WHAT IS BEING ASKED:
Rewrite the lines below as a Markdown table with the columns "No." and "Line", leaving out blank lines. Begin at the line that has "of the scattered" and stop after the one that has "pixel 538 379".

STORED RECORDS:
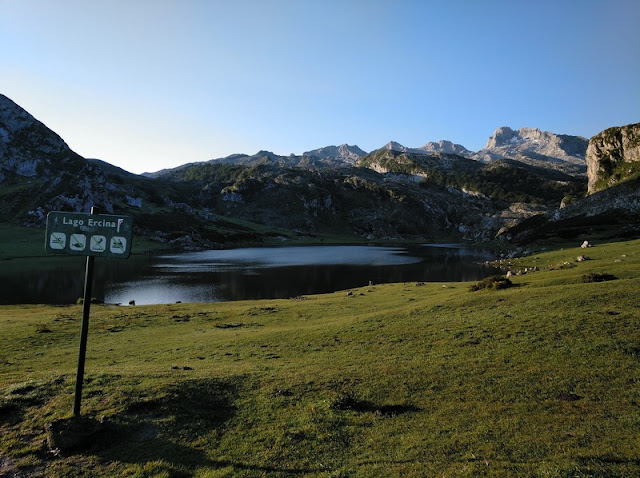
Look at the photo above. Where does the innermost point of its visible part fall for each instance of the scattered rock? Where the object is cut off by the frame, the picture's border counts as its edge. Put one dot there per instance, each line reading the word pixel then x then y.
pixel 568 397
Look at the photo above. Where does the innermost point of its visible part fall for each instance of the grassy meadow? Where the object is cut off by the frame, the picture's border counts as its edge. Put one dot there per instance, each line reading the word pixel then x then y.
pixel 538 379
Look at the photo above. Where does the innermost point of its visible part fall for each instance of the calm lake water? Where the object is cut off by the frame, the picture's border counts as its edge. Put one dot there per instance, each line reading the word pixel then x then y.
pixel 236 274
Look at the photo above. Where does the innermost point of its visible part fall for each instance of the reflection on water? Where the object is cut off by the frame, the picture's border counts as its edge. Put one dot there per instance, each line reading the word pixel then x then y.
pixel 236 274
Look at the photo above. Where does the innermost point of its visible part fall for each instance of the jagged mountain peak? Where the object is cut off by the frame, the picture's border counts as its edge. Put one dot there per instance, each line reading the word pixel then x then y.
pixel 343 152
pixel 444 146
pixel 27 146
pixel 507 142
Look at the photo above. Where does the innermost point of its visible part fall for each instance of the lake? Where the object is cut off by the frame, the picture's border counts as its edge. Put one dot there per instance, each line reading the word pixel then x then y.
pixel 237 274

---

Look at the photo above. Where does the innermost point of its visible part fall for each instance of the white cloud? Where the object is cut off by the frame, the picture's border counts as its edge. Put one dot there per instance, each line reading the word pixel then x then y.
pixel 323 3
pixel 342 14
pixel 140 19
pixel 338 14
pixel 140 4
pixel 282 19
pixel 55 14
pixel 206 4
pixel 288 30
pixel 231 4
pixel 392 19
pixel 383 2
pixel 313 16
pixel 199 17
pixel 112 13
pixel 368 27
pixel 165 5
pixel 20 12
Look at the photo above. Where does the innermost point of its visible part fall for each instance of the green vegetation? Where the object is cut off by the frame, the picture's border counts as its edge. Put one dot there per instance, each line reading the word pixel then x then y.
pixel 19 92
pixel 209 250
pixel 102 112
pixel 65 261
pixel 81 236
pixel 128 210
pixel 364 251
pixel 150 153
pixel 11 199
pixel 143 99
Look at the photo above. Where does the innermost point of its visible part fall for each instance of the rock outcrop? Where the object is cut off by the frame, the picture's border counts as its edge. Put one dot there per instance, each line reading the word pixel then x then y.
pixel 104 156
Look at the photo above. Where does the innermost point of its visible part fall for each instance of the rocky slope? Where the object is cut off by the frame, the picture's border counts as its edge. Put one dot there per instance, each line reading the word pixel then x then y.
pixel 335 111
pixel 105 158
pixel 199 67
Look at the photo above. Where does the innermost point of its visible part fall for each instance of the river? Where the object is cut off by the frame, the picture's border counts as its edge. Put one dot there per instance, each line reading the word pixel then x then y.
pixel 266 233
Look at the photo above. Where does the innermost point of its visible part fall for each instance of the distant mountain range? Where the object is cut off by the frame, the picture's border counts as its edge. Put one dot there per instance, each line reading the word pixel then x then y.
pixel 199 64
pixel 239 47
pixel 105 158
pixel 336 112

FULL OUTPUT:
| No. | Line |
|---|---|
| 1 | Look at the photo above. Where does the innermost point of its visible part fall for each instance of the scattered rock? Where the object is cut off by the frame, the picture's border counts as its edge. Put one dot there per instance, each line reading the word pixel then x then y. |
| 2 | pixel 568 397 |
| 3 | Look at the photo above. Where does the innermost point of its visible part fall for each instance of the grassy meadow? Where the object is cut off by the frame, the picture's border counts as its edge. Put one dot there per instance, each line reading the word pixel then x then y. |
| 4 | pixel 538 379 |